EXERCISE REQUIREMENTS:
Write out every line of the items below, including the wording of each one, and shift each point by adding 134 to both of its coordinates.

STORED ROWS:

[START]

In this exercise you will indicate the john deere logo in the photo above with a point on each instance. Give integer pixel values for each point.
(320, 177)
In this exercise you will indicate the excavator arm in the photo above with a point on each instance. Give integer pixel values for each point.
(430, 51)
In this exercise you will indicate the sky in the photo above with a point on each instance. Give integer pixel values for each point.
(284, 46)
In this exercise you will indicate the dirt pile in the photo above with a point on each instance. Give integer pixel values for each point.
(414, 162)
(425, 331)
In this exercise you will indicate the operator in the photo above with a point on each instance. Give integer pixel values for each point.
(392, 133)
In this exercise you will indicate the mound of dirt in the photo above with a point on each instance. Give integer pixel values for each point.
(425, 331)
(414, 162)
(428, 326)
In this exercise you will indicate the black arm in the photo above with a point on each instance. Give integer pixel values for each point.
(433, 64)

[END]

REPLY:
In this exercise you will indicate the john deere logo in the photo above with a point on each instance. Give integer pixel values for each point.
(454, 311)
In this exercise you will indicate the excavator arm in the photo above with a point on each instance. Give integer pixel values for each point.
(564, 185)
In this exercise you will indicate the sky in the photo above with a point on each instance. Give integer pixel values for each point.
(418, 180)
In this exercise you will indicate the dirt pile in the photo above with a point on each instance. Give integer pixel values for each point.
(548, 296)
(559, 465)
In this exercise you will indicate the operator in the photo above with a point on each instance. Give integer pixel values for each point.
(526, 267)
In this exercise you will indicate the mound of dirt in the photo above with a point on each instance. Give integer pixel values for each point.
(559, 465)
(548, 296)
(562, 460)
In this exercise you will indicate the black arm in the photo above with a point on each instance. Give integer pixel values for each point.
(567, 198)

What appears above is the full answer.